PROBLEM STATEMENT:
In the stretch from the line containing "of black sleeve" through the end of the listing, switch each "black" to "dark". Return only those lines, with everything else left as it is.

[BEGIN]

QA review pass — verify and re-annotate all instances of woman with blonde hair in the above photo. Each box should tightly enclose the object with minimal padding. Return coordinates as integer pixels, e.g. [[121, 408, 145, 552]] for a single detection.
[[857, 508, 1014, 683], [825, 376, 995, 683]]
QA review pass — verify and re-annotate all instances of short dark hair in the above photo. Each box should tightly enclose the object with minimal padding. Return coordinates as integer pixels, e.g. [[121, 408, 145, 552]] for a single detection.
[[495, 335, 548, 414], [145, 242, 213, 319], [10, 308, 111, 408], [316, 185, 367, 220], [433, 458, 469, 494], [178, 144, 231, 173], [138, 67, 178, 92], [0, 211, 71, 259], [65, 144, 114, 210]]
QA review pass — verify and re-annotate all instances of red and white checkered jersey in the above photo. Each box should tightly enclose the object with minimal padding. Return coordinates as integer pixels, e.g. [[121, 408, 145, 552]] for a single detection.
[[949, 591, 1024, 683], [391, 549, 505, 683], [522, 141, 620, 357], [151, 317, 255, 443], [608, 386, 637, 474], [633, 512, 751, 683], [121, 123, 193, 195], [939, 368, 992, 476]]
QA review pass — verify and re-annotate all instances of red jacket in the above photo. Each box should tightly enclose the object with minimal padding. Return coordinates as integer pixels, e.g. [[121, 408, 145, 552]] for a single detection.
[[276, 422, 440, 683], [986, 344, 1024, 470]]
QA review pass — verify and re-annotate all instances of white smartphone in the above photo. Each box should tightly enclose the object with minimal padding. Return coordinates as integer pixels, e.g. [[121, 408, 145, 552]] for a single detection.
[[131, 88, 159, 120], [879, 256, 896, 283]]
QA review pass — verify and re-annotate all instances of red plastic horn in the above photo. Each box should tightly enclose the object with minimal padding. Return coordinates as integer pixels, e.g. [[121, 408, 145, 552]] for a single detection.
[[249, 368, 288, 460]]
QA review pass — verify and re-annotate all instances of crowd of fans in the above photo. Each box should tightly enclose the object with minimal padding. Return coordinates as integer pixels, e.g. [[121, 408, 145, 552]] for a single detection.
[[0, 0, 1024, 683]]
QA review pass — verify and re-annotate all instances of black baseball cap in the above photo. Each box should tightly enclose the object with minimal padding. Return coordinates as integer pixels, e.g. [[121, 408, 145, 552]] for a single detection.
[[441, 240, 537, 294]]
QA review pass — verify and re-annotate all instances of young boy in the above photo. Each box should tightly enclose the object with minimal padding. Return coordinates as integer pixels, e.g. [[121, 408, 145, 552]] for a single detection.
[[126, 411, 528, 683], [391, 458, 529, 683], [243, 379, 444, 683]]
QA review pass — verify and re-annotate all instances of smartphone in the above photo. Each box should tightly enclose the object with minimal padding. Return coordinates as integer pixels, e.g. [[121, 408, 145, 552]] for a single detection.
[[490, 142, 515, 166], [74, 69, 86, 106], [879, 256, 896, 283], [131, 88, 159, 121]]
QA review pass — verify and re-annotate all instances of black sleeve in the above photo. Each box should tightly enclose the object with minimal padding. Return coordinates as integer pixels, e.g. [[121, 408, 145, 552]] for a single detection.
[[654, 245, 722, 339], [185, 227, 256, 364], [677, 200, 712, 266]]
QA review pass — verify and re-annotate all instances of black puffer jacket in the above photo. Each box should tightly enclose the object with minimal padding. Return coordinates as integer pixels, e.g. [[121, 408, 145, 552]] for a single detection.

[END]

FULL SOLUTION:
QA review pass — verify and re-annotate all instances of dark sleeve in the above photo. Each box should tightly enclose the object with minimal padding. Return coordinates as integer pixels, e.g. [[121, 408, 145, 552]] for a single detection.
[[654, 245, 722, 339], [185, 227, 256, 364], [677, 200, 712, 266]]
QA review pass — verify and re-annotate all instances of dark puffer jacket in the above photo. Each box should tightly enclose the object with minimal padding. Return coordinates as integer pixels, e.g. [[121, 408, 145, 552]] for a single detection.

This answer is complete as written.